#### [Task statement]
Repeat the whole of the data, keeping every detail the same.

Region pointing data
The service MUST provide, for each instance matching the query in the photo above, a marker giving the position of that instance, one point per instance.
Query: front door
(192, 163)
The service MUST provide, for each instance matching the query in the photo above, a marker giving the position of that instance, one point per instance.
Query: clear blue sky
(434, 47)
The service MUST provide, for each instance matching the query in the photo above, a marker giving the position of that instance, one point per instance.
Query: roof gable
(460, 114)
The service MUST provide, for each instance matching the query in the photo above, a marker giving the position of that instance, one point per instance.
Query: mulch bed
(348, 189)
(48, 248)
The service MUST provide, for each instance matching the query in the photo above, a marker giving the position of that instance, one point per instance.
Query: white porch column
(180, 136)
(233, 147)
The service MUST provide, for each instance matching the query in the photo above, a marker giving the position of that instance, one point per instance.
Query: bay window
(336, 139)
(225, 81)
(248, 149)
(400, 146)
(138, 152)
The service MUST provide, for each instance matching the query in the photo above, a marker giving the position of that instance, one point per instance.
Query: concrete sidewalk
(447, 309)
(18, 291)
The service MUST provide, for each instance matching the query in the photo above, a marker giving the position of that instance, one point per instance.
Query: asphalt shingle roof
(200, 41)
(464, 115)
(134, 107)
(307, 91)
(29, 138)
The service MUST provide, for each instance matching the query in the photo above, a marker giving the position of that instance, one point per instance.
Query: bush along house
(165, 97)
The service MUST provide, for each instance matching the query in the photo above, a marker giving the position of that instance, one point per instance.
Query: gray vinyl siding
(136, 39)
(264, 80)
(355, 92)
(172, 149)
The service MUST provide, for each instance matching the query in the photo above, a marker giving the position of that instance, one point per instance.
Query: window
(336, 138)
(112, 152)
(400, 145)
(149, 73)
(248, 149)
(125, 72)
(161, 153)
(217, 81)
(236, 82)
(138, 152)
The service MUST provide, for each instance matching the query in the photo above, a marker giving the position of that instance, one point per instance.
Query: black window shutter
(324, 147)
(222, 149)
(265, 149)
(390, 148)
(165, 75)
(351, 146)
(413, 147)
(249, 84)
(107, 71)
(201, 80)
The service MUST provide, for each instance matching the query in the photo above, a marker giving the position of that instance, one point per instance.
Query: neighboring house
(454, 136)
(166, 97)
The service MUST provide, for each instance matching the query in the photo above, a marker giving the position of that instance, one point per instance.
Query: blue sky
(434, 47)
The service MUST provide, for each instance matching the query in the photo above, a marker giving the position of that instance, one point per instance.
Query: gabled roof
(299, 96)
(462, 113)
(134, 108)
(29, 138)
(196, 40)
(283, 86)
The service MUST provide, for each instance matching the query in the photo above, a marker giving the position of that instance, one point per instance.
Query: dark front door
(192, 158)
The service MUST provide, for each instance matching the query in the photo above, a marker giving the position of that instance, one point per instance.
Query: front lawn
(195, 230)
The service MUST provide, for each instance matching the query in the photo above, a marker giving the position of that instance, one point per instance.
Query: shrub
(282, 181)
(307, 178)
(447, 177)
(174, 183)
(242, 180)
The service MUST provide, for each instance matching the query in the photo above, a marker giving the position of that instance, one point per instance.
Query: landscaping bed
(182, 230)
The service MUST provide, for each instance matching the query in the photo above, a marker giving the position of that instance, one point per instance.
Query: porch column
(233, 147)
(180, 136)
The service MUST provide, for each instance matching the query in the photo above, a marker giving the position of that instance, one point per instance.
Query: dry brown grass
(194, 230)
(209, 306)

#### [Response for this exercise]
The service MUST provide, for each instance matching the query in the photo above, a marker giving the position of that instance, one point per instance.
Query: front door
(192, 163)
The service MUST provide, for each instance matching the query in the photo above, a marker giving the position of that instance, one point per instance.
Query: clear blue sky
(434, 47)
The service MUST provide, for each instance matching the query in the photo above, a marker giving the position of that instance, one point per instance.
Query: roof gable
(460, 114)
The service MUST provide, for each instance matching the query in the photo above, a marker giving the position of that instance, one point per instance.
Query: mulch bed
(348, 189)
(48, 248)
The service MUST provide, for each instance matching the query in the photo above, a marker giving the position of that instance, one point per instance.
Query: white porch column
(180, 136)
(233, 147)
The service MUST provide, for each instance matching the query in the photo above, a marker giving the position of that instance, one point per instance.
Query: bay window
(336, 139)
(225, 81)
(248, 149)
(400, 146)
(138, 152)
The service MUST provide, for each instance matching the query in the photo above, a marker giving the position of that instance, one point per instance.
Query: concrete sidewalk
(447, 309)
(18, 291)
The service MUST provide, for each instance matching the query in the photo above, a marker giving the position of that instance, one point per instance.
Query: asphalt shingle roof
(200, 41)
(464, 115)
(134, 107)
(307, 91)
(29, 138)
The service MUST provide, for each instance matching the query in the photo above, a marker giving the position of that instance, one point per instance.
Query: bush along house
(165, 97)
The service MUST provide, for each instance matching the query in the photo above, a marker giving the position of that instance, one point per instance.
Query: gray vinyl siding
(136, 39)
(264, 80)
(355, 92)
(172, 149)
The service MUST provide, for each instance matching the query in the photo above, a marker giving the position of that instance, one point per instance.
Query: window
(336, 138)
(112, 152)
(400, 145)
(149, 73)
(248, 149)
(125, 72)
(161, 153)
(217, 81)
(236, 82)
(138, 152)
The service MUST provide, for each instance matching the query in the photo above, a marker giving the position of that instance, one point per instance.
Query: black window shutter
(324, 147)
(222, 149)
(265, 149)
(390, 148)
(165, 75)
(351, 146)
(413, 147)
(249, 84)
(107, 71)
(201, 80)
The service MUST provide, for each instance matching the query in the photo above, a marker giving the position of that instance, one point per instance.
Query: neighboring house
(454, 136)
(166, 97)
The service MUST provide, for each instance matching the query in the photo above, a marker giving the position of that instance, one point per instance.
Query: blue sky
(434, 47)
The service MUST provide, for each instance matching the query in the photo above, a marker giving the position of that instance, one point per instance.
Query: gabled roof
(299, 96)
(462, 113)
(134, 108)
(29, 138)
(196, 40)
(283, 86)
The service MUST provide, for each instance matching the query in the photo above, a marker giving the position of that instance, one point per instance.
Query: dark front door
(192, 158)
The service MUST provide, for each instance matching the query in the photo above, a marker giving the position of that instance, one point per instance.
Query: front lawn
(195, 230)
The service MUST provide, for each instance matching the query in the photo above, a marker giving the position of that instance, one point per instance.
Query: shrub
(282, 181)
(307, 178)
(447, 177)
(174, 183)
(242, 180)
The service MUST provide, for each instance matching the query in the photo above, a marker giving the position of that instance, one point per instance.
Query: landscaping bed
(182, 230)
The service MUST provide, for each instance matching the query in the photo above, a marker giving the position of that instance, one point per instance.
Query: porch column
(233, 147)
(180, 136)
The service MUST provide, for each instance matching the query in the photo above, a marker giving the position of that instance, one point per instance.
Query: dry brown grass
(194, 230)
(209, 306)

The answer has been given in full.